(Stored records)
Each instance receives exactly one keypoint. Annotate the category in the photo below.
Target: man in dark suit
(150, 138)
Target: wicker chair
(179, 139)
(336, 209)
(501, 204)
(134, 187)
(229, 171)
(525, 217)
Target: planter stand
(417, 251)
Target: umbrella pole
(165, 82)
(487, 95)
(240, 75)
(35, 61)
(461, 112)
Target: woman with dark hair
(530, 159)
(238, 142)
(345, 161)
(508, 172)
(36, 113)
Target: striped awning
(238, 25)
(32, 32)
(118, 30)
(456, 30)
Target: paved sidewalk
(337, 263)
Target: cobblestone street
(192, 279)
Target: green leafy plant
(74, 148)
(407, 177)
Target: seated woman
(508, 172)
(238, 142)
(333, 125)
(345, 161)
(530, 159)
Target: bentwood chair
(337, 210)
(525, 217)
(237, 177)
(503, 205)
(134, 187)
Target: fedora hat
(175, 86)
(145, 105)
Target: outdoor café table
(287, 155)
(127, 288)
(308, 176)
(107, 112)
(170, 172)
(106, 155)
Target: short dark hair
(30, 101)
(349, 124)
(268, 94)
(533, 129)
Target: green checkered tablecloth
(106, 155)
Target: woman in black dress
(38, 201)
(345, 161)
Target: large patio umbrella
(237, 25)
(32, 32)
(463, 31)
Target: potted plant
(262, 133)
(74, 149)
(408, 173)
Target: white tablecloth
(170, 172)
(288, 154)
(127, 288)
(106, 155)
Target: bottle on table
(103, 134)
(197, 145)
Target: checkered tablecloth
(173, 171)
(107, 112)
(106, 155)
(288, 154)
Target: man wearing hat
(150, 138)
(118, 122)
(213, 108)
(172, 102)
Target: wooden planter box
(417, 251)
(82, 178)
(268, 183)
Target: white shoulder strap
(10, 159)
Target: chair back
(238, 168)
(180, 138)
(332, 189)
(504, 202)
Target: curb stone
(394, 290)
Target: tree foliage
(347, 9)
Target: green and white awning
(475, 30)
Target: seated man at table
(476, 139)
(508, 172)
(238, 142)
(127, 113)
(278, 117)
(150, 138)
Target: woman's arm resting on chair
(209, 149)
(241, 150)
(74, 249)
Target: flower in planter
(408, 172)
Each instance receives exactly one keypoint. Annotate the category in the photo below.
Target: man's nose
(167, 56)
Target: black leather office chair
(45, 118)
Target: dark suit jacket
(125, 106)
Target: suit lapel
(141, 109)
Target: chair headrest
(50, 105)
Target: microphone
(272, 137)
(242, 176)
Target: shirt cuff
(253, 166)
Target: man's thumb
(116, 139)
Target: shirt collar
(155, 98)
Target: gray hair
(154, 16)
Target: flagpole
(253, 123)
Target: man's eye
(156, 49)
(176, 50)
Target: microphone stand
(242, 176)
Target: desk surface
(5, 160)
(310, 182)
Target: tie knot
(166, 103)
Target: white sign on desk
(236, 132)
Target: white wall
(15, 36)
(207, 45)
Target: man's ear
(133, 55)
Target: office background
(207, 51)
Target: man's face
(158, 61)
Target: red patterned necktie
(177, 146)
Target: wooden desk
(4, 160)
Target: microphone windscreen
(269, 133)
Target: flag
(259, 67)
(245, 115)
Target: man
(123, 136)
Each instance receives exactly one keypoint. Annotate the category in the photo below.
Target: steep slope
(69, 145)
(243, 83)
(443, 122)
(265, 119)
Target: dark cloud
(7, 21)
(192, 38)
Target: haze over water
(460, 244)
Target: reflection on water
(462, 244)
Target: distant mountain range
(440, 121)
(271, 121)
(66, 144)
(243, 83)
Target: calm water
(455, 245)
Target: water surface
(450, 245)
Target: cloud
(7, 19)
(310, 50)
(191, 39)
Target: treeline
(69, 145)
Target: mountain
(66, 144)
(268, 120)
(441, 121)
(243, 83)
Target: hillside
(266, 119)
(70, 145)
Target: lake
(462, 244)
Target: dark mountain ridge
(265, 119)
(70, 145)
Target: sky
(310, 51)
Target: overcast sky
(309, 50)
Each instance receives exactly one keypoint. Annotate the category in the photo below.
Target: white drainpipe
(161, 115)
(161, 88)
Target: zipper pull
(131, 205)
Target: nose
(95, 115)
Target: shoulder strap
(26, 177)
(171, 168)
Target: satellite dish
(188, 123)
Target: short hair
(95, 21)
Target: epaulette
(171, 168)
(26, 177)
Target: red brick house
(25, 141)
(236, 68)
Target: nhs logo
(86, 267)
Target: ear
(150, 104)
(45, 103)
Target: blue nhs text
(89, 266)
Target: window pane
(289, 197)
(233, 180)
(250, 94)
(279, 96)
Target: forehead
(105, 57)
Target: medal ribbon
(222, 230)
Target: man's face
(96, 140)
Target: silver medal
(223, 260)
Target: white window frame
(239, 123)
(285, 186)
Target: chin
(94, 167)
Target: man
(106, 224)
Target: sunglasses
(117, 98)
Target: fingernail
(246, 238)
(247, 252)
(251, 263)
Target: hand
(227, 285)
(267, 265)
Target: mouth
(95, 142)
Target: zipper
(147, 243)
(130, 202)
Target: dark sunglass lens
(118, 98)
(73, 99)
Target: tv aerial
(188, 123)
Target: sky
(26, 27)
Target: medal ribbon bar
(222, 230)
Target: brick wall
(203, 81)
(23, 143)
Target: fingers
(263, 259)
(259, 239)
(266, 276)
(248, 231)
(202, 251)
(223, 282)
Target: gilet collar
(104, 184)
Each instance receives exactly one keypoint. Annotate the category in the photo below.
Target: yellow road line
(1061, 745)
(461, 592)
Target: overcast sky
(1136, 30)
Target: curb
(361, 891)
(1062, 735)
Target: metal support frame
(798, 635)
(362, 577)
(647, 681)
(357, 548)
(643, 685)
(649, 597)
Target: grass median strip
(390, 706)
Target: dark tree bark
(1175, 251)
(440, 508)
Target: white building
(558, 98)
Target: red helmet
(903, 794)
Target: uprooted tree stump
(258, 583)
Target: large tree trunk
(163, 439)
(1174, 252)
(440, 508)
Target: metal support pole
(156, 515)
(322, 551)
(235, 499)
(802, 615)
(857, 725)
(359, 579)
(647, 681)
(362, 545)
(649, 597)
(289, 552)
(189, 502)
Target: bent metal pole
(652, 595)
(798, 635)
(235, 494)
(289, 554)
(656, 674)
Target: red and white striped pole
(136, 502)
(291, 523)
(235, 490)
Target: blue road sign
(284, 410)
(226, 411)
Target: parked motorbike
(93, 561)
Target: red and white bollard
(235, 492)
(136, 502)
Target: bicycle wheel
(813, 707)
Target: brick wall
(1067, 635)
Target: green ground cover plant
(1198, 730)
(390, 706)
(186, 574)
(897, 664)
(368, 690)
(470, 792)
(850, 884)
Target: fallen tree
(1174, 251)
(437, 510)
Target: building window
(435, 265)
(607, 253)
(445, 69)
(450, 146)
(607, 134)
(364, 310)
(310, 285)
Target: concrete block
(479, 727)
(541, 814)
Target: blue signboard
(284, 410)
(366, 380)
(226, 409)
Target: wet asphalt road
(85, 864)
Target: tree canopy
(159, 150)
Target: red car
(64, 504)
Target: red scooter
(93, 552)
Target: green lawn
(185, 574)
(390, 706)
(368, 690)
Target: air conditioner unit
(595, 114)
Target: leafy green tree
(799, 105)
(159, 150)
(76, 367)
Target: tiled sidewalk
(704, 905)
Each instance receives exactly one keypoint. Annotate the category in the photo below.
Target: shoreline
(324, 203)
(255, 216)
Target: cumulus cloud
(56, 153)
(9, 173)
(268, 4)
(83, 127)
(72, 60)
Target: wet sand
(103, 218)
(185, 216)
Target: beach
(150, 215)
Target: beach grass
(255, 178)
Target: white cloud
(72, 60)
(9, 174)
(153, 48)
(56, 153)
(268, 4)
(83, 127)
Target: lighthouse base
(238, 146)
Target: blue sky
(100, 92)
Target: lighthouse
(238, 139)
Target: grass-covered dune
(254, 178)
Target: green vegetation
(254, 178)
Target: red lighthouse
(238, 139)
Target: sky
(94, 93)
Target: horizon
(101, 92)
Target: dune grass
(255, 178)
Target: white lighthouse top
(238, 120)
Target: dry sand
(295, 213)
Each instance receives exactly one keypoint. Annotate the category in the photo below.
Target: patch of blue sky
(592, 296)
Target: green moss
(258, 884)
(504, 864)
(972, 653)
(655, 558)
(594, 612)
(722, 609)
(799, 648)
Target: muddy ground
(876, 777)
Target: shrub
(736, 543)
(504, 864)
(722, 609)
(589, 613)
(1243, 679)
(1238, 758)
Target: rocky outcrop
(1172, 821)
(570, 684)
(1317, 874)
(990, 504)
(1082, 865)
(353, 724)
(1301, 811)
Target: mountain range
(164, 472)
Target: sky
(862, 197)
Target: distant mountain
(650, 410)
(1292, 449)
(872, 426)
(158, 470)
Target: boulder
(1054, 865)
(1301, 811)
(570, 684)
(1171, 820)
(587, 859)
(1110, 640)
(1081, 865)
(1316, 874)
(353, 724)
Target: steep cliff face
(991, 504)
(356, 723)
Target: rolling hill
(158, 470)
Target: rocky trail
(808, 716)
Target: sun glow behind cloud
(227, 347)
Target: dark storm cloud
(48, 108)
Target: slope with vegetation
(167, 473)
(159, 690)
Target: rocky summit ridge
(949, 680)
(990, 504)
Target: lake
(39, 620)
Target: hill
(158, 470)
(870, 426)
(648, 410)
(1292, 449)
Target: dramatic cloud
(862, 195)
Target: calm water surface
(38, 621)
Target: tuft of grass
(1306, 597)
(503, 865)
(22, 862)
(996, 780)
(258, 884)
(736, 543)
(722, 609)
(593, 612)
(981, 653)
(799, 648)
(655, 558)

#### ACTIVITY
Only the lines from the one with "Target: lighthouse base" through the final line above should be repeated, each exactly as written.

#### RESPONSE FOR THIS EXERCISE
Target: lighthouse base
(238, 146)
Target: blue sky
(100, 92)
Target: lighthouse
(238, 139)
Target: grass-covered dune
(254, 178)
Target: green vegetation
(254, 178)
Target: red lighthouse
(238, 139)
Target: sky
(94, 93)
Target: horizon
(101, 92)
Target: dune grass
(255, 178)
Target: white lighthouse top
(238, 120)
Target: dry sand
(295, 213)
Each instance receives exactly one keypoint. Annotate the category in the photo below.
Target: patch of blue sky
(592, 296)
Target: green moss
(258, 884)
(504, 864)
(972, 653)
(655, 558)
(594, 612)
(722, 609)
(799, 648)
Target: muddy ground
(876, 777)
Target: shrub
(736, 543)
(504, 864)
(722, 609)
(589, 613)
(1243, 679)
(1238, 758)
Target: rocky outcrop
(1172, 821)
(570, 684)
(1317, 874)
(990, 504)
(1082, 865)
(353, 724)
(1301, 811)
Target: mountain range
(164, 472)
Target: sky
(862, 197)
Target: distant mountain
(650, 410)
(1292, 449)
(872, 426)
(158, 470)
Target: boulder
(1054, 865)
(1301, 811)
(570, 684)
(1171, 820)
(587, 859)
(1110, 640)
(1081, 865)
(1316, 874)
(353, 724)
Target: steep cliff face
(991, 504)
(356, 723)
Target: rolling hill
(158, 470)
Target: rocky trail
(808, 716)
Target: sun glow behind cloud
(227, 347)
Target: dark storm cloud
(48, 108)
Target: slope with vegetation
(167, 473)
(159, 690)
Target: rocky summit ridge
(949, 680)
(990, 504)
Target: lake
(39, 620)
Target: hill
(158, 470)
(870, 426)
(648, 410)
(1292, 449)
Target: dramatic cloud
(862, 195)
Target: calm water surface
(38, 621)
Target: tuft of grass
(1306, 597)
(503, 865)
(22, 862)
(996, 780)
(258, 884)
(736, 543)
(722, 609)
(593, 612)
(981, 653)
(799, 648)
(655, 558)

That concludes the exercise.